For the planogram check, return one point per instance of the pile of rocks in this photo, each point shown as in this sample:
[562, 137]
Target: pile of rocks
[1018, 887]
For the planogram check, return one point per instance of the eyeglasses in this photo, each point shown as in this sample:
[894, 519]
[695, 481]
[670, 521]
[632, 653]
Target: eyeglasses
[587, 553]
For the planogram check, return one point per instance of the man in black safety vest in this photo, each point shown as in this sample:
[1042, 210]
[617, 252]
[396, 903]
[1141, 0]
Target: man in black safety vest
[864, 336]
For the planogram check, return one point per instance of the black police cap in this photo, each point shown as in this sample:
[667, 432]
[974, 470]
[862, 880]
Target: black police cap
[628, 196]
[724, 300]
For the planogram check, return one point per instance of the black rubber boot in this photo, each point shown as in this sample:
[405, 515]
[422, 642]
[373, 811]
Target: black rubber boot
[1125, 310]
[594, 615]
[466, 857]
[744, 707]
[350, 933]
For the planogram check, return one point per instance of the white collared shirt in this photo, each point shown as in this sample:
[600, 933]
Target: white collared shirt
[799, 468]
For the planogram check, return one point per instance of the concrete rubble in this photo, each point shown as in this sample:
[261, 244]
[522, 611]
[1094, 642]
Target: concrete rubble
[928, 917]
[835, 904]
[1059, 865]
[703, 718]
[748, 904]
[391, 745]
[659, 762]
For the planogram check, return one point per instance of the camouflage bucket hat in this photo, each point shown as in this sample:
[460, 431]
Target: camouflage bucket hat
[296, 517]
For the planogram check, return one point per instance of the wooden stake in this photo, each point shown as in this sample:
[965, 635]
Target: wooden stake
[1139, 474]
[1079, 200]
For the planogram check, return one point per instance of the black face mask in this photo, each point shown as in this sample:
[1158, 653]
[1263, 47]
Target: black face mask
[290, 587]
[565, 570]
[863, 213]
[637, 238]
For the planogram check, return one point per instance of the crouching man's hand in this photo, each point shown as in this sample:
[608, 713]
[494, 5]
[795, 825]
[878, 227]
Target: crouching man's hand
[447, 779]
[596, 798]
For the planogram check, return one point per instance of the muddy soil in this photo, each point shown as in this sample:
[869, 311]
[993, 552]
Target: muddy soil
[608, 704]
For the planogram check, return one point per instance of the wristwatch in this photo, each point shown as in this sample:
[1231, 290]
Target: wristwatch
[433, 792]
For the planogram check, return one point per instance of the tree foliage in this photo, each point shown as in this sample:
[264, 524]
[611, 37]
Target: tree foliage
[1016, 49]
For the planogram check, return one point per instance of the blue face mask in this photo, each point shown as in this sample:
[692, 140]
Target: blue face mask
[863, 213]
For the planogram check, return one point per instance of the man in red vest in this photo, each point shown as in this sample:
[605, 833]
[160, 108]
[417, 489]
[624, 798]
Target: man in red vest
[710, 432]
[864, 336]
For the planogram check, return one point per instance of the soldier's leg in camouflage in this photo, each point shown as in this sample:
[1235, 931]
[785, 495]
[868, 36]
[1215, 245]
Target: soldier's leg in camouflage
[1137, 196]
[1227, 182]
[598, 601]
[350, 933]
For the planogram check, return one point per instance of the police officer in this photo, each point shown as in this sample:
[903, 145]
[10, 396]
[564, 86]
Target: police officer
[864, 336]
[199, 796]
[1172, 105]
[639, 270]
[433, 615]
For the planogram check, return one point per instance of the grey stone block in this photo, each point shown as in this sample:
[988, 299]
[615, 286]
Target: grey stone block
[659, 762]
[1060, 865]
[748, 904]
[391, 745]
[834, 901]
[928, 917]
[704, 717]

• • • • • • •

The output should be the entire listing, exactly as it is.

For the planogram check, return one point per instance of the pile of rocks in this photo, each point shown as in this sample:
[562, 137]
Target: pile of rocks
[1018, 887]
For the planogram check, return one point per instance of the eyeglasses in this photo, each point shown as in this sample:
[894, 519]
[695, 481]
[670, 521]
[632, 653]
Target: eyeglasses
[587, 553]
For the planogram check, return one point per instance of the man in black safety vest in this photo, each point shown as in this sample:
[1042, 210]
[617, 252]
[396, 903]
[1141, 0]
Target: man in black safety vest
[864, 336]
For the planogram check, return one point per instance of the black police cap in this photo, each point shown as in this sample:
[667, 432]
[974, 470]
[862, 880]
Target: black police cap
[628, 196]
[724, 300]
For the planogram check, return one point per instance of the black rubber boot in this photo, each point shown as in this sample:
[405, 515]
[422, 642]
[373, 811]
Target: black rubber boot
[1125, 310]
[594, 615]
[466, 857]
[744, 707]
[350, 933]
For the planogram check, return one point per instance of the white collared shirt in this photo, each point shown as in this sample:
[600, 933]
Target: white collared shirt
[799, 468]
For the planogram check, return one point per instance of the concrete rubble in this photo, each point shown as in this sample:
[261, 244]
[522, 611]
[1094, 642]
Target: concrete rubble
[928, 917]
[835, 904]
[1059, 865]
[703, 718]
[748, 904]
[391, 745]
[659, 762]
For the planogram check, return one point per instance of the camouflage bucket hat in this photo, each point shown as in this sample:
[460, 431]
Target: camouflage bucket hat
[296, 517]
For the planogram check, return one point per instance of the wooden stake in this photo, each point shown as in this sample:
[965, 635]
Target: wooden stake
[1139, 474]
[1079, 200]
For the planogram check, return one point per instance of the black face mask in this photo, each point shown as in this sample:
[1158, 653]
[1263, 47]
Target: black face mask
[290, 587]
[565, 570]
[863, 213]
[637, 238]
For the planogram check, return one point per instance of the crouching man's hand in this photo, each point shown as in this sample:
[608, 713]
[494, 5]
[795, 825]
[878, 227]
Target: crouching man's hand
[447, 779]
[596, 798]
For the planogram check, return one point per instance of the muddy soil in this photo, each point shown as in this sample:
[869, 311]
[993, 552]
Target: muddy soil
[608, 704]
For the planogram check, return one point per instance of the wristwatch in this photo, each point shown as in this sample:
[1231, 290]
Target: wristwatch
[433, 792]
For the planogram check, return one point per instance of the tree foliage in this photo, each point shown as in this sample:
[264, 524]
[611, 37]
Target: tree foliage
[1016, 49]
For the planogram check, return one point per instance of the blue face mask in this photo, each point shown as in this sample:
[692, 140]
Target: blue face mask
[863, 213]
For the planogram check, return one point per instance of the man in red vest in this photo, each point shown as in this sample:
[605, 833]
[160, 108]
[417, 489]
[624, 798]
Target: man in red vest
[710, 432]
[864, 336]
For the planogram check, return one point per instance of the soldier's leg in camouflage in this photo, each point shown as in this sample:
[1235, 931]
[785, 495]
[868, 36]
[1215, 245]
Target: soldier's leg in camouflage
[1137, 196]
[1227, 182]
[598, 601]
[350, 933]
For the planogram check, return one point per instance of the police officer in this photo, each point shown as in this sample:
[903, 145]
[10, 396]
[564, 86]
Target: police officer
[864, 336]
[199, 796]
[1172, 105]
[639, 270]
[433, 615]
For the planogram check, return one point per instance of the grey stone block in this photo, each point shown as in this sample:
[988, 299]
[615, 286]
Target: grey stone block
[659, 762]
[1060, 865]
[748, 904]
[391, 745]
[834, 901]
[928, 917]
[704, 717]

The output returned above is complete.